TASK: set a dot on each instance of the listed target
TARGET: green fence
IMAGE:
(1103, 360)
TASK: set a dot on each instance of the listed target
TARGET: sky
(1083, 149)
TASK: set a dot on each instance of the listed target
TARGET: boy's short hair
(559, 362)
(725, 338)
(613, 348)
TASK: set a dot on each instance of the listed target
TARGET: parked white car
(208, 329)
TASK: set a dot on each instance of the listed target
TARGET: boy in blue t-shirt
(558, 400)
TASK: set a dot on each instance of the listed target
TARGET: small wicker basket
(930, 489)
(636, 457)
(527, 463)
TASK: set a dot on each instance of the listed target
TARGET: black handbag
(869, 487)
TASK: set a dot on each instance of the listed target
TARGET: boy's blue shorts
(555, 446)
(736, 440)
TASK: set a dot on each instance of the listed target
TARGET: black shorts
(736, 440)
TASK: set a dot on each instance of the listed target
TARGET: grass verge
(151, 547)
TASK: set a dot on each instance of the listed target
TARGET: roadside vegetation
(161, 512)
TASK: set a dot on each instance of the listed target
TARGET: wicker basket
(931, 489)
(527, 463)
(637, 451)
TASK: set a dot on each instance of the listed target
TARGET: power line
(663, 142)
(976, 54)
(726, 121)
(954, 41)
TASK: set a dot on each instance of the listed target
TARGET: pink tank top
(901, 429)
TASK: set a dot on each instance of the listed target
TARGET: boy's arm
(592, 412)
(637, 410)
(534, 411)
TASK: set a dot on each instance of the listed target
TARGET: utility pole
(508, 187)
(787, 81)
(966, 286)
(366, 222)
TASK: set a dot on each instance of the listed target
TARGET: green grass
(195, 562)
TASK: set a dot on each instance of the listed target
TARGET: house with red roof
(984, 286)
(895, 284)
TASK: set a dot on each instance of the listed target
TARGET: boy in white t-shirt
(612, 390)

Goal of the exercise: Send back all of the entries exactly, with nothing missing.

Solution for this task:
TASK: set a dot on each instance of the listed target
TARGET: green fence
IMAGE:
(1103, 360)
TASK: set a dot on each instance of the listed target
TARGET: sky
(1083, 149)
TASK: set a dot on each instance of the listed target
TARGET: boy's short hair
(559, 362)
(725, 338)
(613, 348)
TASK: set a dot on each instance of the listed target
TARGET: parked white car
(208, 329)
TASK: set a dot on each instance of the listed target
TARGET: boy in blue t-shirt
(558, 400)
TASK: set a dot on each instance of the listed target
TARGET: small wicker basket
(930, 489)
(636, 457)
(527, 463)
TASK: set a dot on each instance of the listed target
TARGET: black handbag
(869, 487)
TASK: set a dot on each instance of the listed target
TARGET: boy's blue shorts
(555, 446)
(736, 440)
TASK: set a dot on each instance of the listed target
TARGET: black shorts
(736, 440)
TASK: set a dot on each instance of the listed target
TARGET: grass verge
(151, 547)
TASK: set a dot on each instance of the listed target
TARGET: roadside vegetation
(161, 512)
TASK: set a dot on each instance of the listed target
TARGET: wicker basket
(931, 489)
(527, 463)
(637, 451)
TASK: set a dot on each instance of the listed target
TARGET: power line
(663, 142)
(976, 54)
(726, 121)
(954, 41)
TASK: set a dot on each instance of the listed target
TARGET: pink tank top
(901, 429)
TASK: set a dot on each instance of the listed target
TARGET: boy's arm
(592, 412)
(637, 410)
(534, 411)
TASK: set a dot on each instance of the listed target
TARGET: utility pole
(508, 187)
(787, 81)
(966, 286)
(366, 222)
TASK: set a dot on each instance of the listed target
TARGET: green grass
(195, 562)
TASK: set a dot on each instance of the listed target
TARGET: house with red roof
(984, 286)
(895, 284)
TASK: set a dot on each instance of the listed target
TARGET: boy in white t-shirt
(612, 390)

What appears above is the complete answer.